§ **Task statement**:
Lay out as a numbered list, with blank lines left out, the lines between the one holding "black bag, placed" and the one holding "of the frozen", inclusive. Include only those lines.

§ **Data rows**:
— START —

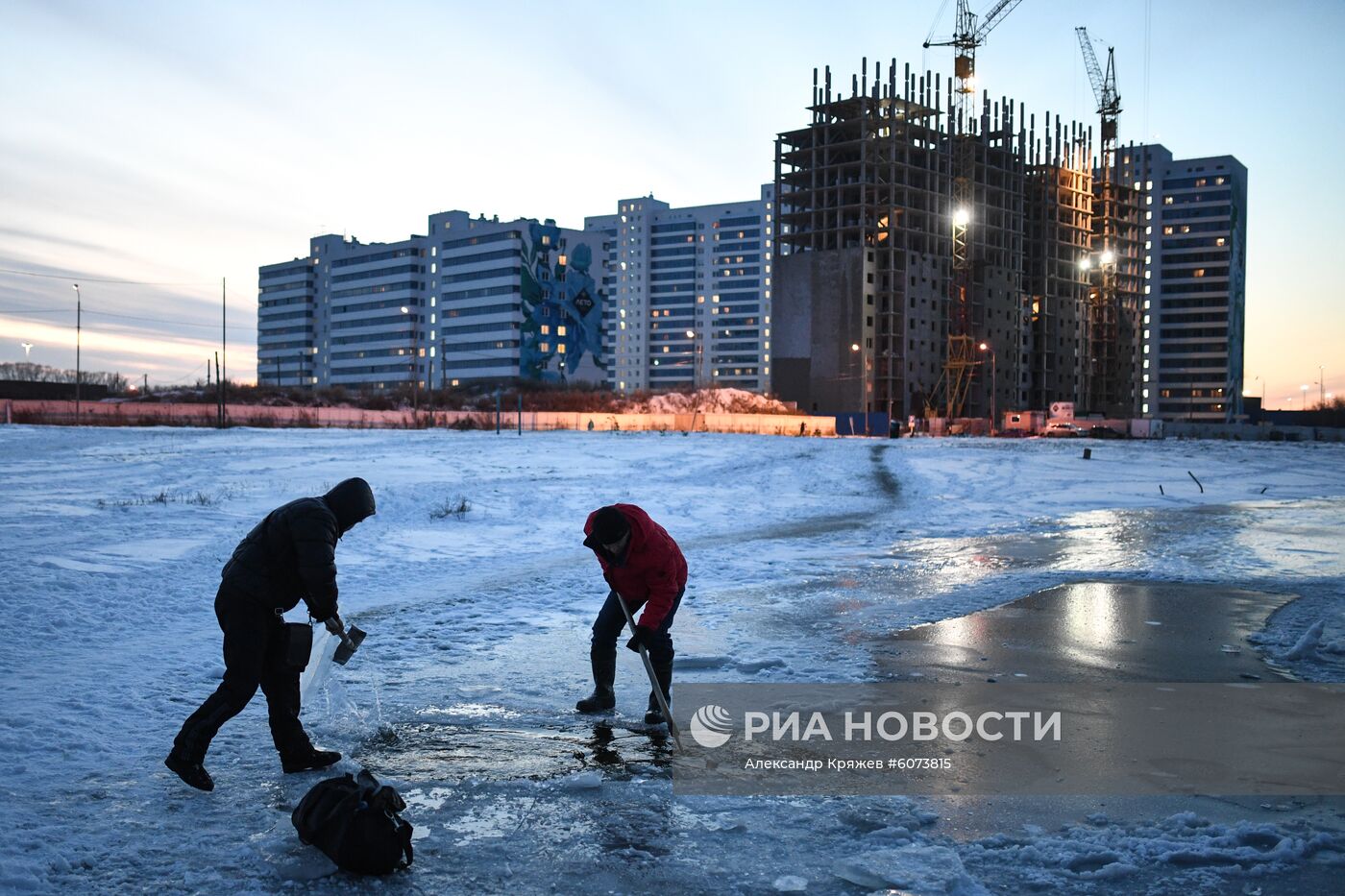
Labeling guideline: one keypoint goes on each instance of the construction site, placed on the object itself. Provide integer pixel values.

— END —
— START —

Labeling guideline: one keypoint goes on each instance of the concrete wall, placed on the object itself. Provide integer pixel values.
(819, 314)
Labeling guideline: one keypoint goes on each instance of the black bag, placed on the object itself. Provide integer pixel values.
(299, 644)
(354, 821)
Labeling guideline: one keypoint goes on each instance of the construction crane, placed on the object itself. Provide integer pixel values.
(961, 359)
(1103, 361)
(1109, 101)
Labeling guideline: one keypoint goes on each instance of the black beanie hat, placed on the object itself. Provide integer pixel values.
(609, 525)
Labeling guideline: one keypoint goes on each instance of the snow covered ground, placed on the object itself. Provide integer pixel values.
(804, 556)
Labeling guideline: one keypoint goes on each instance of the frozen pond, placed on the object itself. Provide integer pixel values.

— END —

§ **Solution**:
1. Labeling guideline: one keypoint goes on each instance of the black bag, placed on the object itself. Provide integer pixel values.
2. (299, 644)
3. (354, 821)
4. Labeling guideline: one keypoint goes on each instance of the construction crane, placed on the object itself. Provide integer pixel values.
5. (961, 359)
6. (1103, 361)
7. (1109, 101)
8. Labeling guideline: one keypoint goes on each instance of the black beanie hat, placed on the object itself. Provide integer pixel values.
9. (609, 525)
10. Labeling guideline: one keypoint goes on each instance of the snow covered ground, placed on the object itself. Provide integer pixel values.
11. (804, 556)
12. Labeling guideline: one keypoint goes on each instance of the frozen pond, placed on the object itself. Provide integer pixel values.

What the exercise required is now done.